(Records from a dataset)
● ● ● ●

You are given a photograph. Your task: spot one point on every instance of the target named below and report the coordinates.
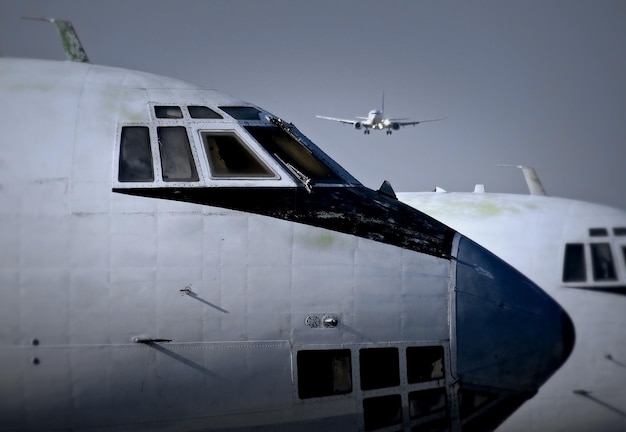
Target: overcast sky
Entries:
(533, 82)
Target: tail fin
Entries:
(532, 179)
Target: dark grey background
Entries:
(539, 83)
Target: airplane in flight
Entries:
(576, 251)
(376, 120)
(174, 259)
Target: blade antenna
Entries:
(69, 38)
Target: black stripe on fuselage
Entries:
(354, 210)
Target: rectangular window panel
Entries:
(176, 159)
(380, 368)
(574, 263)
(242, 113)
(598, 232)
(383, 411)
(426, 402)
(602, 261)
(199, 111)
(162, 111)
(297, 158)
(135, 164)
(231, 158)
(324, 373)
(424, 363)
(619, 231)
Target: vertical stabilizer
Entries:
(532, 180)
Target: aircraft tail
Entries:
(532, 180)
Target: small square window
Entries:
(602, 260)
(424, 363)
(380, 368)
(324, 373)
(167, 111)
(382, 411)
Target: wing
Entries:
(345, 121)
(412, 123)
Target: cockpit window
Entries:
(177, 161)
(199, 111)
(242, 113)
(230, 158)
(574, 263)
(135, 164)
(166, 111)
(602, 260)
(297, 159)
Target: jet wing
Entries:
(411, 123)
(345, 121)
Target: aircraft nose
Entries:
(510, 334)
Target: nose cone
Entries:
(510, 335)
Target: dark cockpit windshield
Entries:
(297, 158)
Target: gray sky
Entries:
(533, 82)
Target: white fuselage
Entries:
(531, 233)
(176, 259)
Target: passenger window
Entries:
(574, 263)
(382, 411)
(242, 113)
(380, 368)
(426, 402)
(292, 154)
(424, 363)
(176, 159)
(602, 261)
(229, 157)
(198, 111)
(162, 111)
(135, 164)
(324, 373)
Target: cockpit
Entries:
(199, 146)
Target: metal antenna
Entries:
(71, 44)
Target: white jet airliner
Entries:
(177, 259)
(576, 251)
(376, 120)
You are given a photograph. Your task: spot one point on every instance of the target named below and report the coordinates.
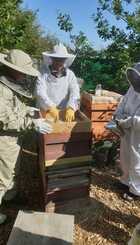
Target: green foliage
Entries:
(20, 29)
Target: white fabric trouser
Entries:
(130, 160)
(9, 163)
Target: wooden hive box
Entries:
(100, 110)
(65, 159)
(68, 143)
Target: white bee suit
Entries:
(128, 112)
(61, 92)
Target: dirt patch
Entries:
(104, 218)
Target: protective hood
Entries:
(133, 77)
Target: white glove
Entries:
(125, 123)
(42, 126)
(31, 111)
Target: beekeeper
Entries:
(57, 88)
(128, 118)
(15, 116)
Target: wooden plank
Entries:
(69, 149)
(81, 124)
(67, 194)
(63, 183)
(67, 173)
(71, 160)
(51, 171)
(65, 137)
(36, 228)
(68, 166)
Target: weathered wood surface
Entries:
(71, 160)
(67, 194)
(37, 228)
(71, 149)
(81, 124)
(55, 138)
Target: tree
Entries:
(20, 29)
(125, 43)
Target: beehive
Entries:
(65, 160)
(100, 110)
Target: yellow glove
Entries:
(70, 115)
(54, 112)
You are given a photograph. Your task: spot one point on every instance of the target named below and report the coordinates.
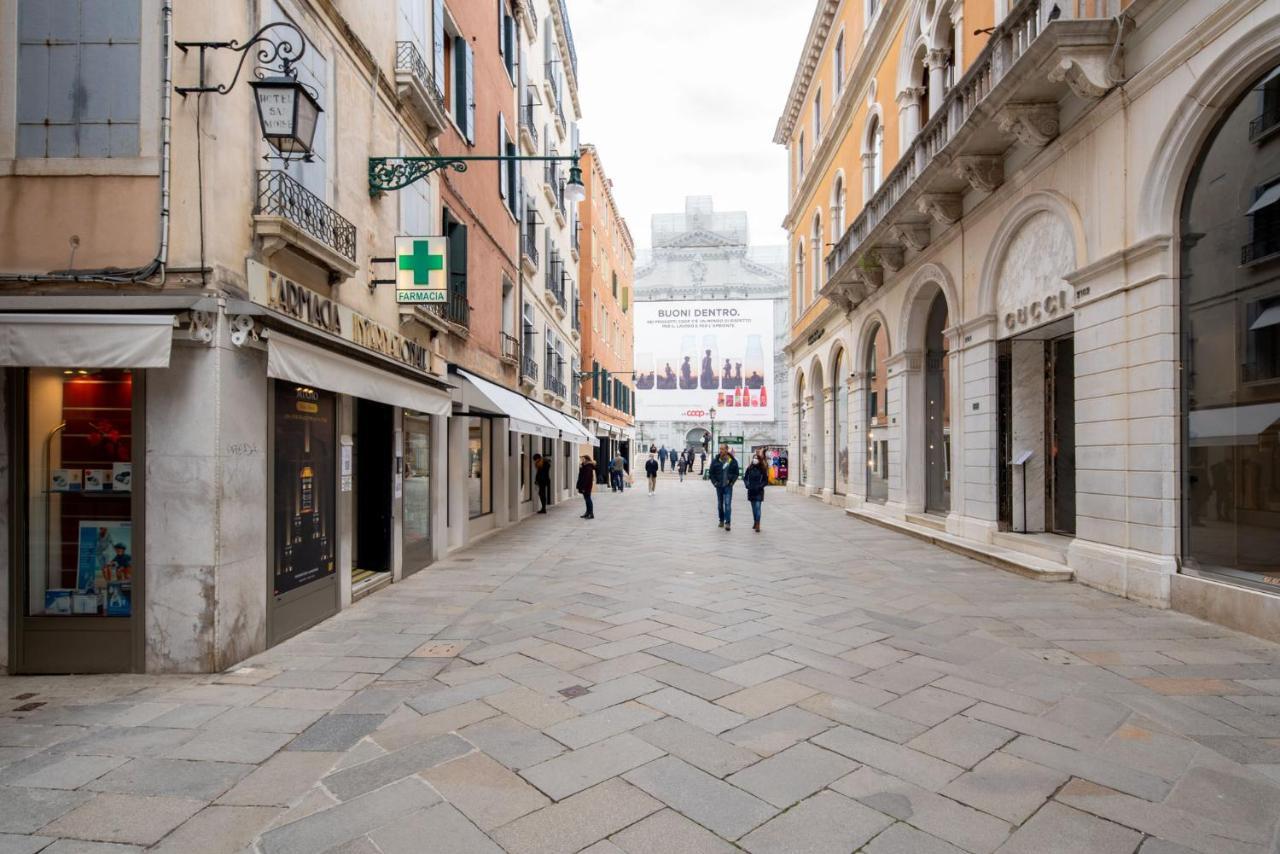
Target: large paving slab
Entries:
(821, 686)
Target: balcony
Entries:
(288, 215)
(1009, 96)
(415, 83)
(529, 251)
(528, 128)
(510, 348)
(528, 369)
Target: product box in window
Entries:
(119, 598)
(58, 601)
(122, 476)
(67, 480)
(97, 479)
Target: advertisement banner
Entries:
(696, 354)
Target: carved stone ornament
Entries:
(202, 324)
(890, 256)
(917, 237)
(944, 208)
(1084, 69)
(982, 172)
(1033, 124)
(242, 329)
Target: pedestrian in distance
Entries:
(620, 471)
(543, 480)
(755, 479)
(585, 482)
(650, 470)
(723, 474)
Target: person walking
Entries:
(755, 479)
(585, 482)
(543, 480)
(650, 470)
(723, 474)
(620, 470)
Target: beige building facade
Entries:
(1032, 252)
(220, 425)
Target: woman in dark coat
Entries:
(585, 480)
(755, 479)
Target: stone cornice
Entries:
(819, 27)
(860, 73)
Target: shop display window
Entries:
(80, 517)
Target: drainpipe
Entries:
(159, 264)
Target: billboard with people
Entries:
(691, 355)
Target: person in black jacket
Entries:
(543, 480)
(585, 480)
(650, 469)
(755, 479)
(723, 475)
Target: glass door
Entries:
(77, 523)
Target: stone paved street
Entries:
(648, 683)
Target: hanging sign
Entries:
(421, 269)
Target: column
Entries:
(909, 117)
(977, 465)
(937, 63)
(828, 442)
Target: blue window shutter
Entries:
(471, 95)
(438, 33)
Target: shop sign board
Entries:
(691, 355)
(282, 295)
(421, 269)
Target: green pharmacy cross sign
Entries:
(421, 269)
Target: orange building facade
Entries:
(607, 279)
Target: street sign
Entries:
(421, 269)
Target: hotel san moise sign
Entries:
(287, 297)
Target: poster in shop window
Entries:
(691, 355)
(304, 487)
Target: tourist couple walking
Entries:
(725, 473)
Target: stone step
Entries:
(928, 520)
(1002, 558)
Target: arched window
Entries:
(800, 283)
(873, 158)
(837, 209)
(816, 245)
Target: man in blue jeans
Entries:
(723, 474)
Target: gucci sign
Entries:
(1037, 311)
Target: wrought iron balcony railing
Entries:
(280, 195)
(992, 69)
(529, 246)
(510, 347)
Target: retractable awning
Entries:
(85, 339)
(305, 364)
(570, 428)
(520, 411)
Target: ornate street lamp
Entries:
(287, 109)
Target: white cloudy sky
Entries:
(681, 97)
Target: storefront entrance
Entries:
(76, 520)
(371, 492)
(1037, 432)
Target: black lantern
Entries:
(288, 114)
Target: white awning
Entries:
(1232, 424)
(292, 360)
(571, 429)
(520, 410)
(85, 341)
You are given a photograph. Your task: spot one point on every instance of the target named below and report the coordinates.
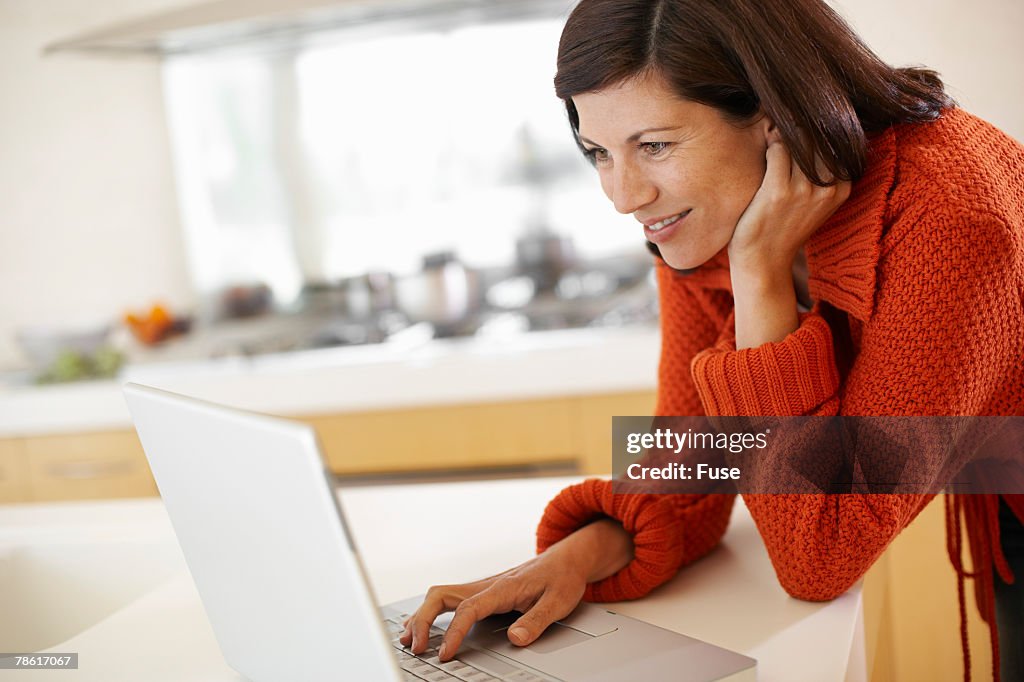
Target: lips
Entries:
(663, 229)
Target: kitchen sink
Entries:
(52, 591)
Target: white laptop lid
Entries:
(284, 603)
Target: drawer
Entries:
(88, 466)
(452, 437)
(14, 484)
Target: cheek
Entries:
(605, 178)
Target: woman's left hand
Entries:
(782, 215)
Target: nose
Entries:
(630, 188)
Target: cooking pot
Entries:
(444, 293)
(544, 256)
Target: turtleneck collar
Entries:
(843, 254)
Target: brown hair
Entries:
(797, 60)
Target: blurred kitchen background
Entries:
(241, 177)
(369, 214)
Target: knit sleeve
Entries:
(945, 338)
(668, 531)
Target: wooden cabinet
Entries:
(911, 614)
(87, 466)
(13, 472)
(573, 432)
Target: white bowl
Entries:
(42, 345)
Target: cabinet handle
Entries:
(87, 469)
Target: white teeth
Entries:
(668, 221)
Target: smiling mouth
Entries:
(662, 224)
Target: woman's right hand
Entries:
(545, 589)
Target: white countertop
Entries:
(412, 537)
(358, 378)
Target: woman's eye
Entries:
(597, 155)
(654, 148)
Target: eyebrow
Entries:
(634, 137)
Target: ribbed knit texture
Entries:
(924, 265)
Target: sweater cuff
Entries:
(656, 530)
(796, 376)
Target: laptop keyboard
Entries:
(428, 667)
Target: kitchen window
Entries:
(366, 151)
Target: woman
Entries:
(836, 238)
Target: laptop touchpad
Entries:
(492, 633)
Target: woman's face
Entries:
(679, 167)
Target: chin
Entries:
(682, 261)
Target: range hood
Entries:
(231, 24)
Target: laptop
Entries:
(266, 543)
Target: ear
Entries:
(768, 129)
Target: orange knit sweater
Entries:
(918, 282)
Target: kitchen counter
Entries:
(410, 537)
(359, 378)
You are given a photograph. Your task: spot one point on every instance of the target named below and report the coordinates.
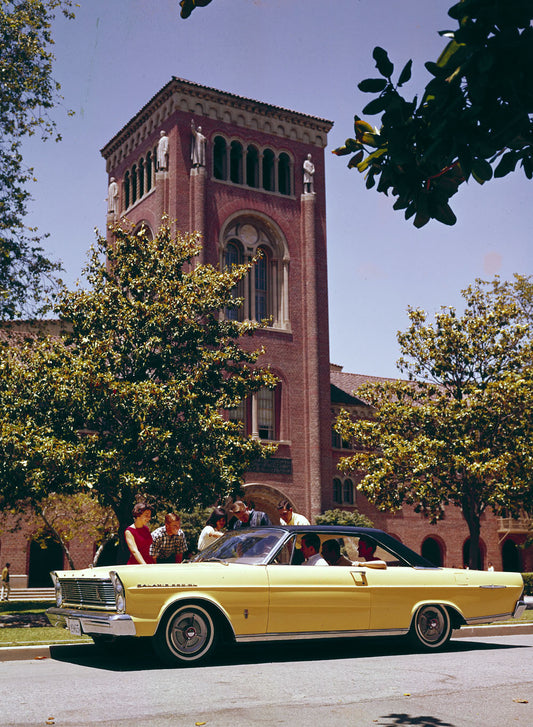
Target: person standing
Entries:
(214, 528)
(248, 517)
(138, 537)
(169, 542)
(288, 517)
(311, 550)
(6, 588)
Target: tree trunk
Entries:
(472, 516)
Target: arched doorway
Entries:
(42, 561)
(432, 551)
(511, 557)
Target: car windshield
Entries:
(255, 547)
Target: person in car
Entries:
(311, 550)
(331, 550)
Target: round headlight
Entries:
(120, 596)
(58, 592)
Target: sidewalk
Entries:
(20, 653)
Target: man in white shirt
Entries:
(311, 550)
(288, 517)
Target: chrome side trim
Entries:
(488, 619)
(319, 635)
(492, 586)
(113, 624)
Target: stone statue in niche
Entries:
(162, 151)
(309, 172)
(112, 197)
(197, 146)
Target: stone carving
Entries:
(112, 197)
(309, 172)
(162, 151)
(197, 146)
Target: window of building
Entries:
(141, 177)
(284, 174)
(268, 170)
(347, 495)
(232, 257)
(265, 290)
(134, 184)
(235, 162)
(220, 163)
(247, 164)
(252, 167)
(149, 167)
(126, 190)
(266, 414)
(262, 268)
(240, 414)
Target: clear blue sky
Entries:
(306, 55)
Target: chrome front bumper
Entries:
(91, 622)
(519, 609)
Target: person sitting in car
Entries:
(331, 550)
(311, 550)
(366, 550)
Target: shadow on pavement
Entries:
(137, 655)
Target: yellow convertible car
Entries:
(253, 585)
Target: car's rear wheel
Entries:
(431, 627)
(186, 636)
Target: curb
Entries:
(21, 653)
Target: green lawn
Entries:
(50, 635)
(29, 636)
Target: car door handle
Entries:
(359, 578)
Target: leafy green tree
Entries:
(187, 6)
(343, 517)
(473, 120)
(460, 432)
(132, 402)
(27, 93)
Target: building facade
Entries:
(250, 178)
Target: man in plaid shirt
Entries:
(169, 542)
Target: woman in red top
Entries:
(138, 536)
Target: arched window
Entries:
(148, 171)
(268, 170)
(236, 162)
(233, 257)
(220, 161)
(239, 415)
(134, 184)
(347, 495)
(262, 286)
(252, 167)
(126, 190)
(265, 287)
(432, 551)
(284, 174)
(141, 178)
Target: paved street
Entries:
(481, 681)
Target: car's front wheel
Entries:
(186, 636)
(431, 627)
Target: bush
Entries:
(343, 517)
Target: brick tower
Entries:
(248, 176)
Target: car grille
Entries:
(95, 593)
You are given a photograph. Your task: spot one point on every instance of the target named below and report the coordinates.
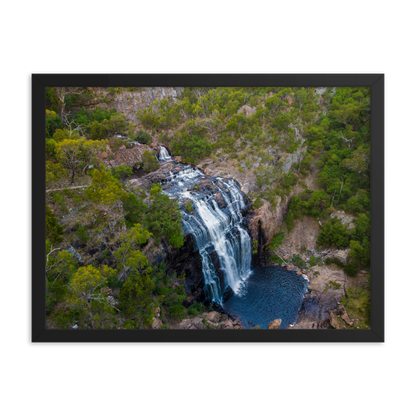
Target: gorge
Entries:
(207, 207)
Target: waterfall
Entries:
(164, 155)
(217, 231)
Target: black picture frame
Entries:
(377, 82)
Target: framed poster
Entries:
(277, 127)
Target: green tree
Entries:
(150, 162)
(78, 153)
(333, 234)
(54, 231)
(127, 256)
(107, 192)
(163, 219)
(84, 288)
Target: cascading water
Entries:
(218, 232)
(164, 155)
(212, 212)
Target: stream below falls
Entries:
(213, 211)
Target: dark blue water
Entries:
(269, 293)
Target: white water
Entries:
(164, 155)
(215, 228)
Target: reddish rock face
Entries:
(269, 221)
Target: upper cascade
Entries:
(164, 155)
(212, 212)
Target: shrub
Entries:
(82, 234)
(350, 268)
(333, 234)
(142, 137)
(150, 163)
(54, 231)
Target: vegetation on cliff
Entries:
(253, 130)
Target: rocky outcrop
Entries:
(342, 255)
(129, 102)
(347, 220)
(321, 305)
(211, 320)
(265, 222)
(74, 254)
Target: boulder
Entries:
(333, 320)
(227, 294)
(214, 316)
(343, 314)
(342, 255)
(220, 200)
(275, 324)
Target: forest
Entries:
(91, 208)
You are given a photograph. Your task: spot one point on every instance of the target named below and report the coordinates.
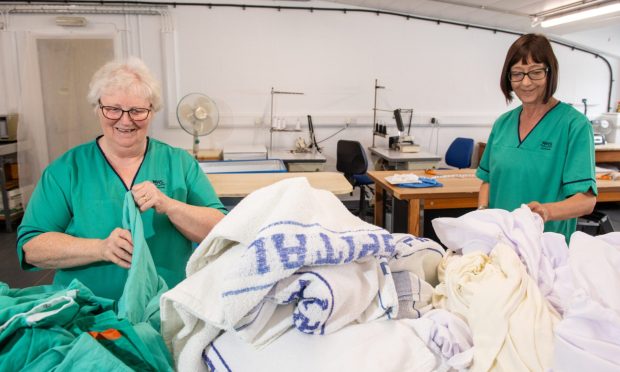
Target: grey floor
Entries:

● ● ● ●

= ACTION ITEM =
Show every line above in which the word "tail" is found.

= RESPONSE BOX =
Target: tail fin
Target: aircraft tail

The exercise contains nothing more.